[Photo-based point labeling data]
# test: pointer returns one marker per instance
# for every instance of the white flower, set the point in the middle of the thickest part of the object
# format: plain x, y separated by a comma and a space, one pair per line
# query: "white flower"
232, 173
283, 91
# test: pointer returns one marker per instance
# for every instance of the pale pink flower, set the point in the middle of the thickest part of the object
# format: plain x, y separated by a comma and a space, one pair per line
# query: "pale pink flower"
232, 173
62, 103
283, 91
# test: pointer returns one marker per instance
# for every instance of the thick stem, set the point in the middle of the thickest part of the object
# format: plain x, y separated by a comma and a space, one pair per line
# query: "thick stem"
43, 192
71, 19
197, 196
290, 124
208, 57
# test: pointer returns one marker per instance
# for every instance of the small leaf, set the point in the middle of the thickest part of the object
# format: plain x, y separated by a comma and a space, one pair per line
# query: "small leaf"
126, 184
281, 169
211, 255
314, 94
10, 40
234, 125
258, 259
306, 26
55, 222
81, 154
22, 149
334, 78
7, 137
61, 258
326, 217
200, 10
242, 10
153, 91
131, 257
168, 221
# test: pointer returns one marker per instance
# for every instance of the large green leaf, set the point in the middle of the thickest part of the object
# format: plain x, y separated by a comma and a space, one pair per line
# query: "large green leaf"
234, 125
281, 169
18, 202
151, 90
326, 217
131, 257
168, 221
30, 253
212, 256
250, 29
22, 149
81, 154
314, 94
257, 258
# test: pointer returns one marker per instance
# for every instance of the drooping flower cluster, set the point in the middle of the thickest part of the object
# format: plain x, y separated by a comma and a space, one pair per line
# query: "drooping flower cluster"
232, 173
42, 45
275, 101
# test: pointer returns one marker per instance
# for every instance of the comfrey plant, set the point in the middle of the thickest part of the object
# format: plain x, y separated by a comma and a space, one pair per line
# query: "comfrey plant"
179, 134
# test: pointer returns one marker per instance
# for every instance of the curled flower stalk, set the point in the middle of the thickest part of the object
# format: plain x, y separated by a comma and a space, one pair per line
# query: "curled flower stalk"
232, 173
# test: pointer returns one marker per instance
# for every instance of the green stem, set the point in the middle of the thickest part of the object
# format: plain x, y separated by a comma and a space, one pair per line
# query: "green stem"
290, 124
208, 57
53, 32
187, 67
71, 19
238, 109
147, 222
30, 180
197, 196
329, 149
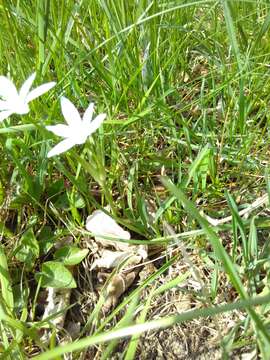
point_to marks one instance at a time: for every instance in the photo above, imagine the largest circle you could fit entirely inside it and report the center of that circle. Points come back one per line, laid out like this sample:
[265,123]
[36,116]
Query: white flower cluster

Short problem: Starting at the line with "point_to marks one", copy every line up to and including the last one in the entries above.

Completed exercise:
point_to marks one instance at a time: for every instance in the photo above, imagine the largest circle you could fit entirely inside it and report the center of that circle. Points come back one per line, laid out like this sample:
[265,123]
[36,116]
Query: white flower cluster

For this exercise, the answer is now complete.